#### [Material supplied]
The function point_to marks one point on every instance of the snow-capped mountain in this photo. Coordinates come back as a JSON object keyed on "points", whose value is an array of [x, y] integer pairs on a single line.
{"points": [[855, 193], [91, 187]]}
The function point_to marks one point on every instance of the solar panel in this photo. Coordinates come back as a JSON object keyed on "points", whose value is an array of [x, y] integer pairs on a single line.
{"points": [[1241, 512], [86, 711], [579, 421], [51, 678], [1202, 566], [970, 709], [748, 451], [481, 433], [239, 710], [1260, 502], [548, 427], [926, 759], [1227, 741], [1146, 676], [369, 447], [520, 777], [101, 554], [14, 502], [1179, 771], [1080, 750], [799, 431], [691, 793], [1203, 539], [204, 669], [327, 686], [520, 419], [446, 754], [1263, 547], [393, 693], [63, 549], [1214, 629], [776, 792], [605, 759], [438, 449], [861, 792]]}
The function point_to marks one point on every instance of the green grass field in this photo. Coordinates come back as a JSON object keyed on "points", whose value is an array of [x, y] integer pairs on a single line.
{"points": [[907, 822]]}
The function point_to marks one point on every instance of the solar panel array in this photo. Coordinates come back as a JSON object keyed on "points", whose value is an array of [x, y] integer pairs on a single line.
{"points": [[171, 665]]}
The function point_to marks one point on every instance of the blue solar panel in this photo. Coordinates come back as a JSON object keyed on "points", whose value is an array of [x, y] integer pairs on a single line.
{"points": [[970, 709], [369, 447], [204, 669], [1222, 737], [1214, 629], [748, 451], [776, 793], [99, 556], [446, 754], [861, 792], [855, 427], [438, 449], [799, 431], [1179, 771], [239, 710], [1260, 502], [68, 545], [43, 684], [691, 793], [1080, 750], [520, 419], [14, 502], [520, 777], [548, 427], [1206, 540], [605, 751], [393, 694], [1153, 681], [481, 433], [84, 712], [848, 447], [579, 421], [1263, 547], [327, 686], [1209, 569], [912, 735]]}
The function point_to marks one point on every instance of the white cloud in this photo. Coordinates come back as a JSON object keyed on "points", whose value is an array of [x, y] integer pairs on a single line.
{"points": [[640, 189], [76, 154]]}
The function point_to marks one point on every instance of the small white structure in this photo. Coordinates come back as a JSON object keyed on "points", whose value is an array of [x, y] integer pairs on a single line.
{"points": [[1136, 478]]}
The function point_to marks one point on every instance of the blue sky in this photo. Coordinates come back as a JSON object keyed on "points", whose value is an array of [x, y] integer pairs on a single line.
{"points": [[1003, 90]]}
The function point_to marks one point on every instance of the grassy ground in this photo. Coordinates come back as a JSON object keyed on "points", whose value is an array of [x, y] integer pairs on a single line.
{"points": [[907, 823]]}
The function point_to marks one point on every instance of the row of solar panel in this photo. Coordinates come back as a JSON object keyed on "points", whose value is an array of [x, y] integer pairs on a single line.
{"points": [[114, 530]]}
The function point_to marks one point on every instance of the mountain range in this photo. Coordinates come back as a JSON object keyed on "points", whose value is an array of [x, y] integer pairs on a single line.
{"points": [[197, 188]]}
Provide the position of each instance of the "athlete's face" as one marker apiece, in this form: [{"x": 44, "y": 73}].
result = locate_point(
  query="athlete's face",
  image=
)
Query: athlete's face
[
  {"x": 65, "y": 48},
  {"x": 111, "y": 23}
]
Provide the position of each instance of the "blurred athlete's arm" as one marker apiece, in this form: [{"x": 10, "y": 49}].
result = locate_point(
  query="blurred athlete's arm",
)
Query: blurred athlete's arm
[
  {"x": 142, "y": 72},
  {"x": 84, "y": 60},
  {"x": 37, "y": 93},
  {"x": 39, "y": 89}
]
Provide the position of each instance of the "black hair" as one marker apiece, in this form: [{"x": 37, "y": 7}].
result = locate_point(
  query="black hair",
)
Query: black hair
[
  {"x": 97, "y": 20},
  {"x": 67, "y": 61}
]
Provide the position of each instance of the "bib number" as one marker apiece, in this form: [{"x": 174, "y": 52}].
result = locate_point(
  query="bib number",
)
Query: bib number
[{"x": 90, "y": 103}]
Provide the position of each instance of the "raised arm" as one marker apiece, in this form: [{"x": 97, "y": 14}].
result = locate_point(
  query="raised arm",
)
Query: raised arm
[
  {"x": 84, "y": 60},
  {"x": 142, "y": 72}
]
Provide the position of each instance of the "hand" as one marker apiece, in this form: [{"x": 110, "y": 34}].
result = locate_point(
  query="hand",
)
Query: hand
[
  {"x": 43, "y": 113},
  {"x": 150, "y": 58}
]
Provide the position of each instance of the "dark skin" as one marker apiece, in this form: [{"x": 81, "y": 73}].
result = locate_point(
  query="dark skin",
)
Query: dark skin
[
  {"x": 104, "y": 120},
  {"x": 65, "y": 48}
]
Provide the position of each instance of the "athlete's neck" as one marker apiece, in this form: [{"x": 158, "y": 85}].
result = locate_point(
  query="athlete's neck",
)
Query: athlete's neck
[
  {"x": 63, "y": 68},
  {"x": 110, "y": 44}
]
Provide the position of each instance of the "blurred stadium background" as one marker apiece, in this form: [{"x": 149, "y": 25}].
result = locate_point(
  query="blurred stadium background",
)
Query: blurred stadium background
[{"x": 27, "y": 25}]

#### [Written task]
Return each line of the rows above that contains the word "number". Case counts, so match capital and lowercase letters.

#### [Output for this exercise]
Provide the position of each instance of the "bib number" as one marker apiece, in this form: [{"x": 174, "y": 52}].
  query="bib number",
Query: bib number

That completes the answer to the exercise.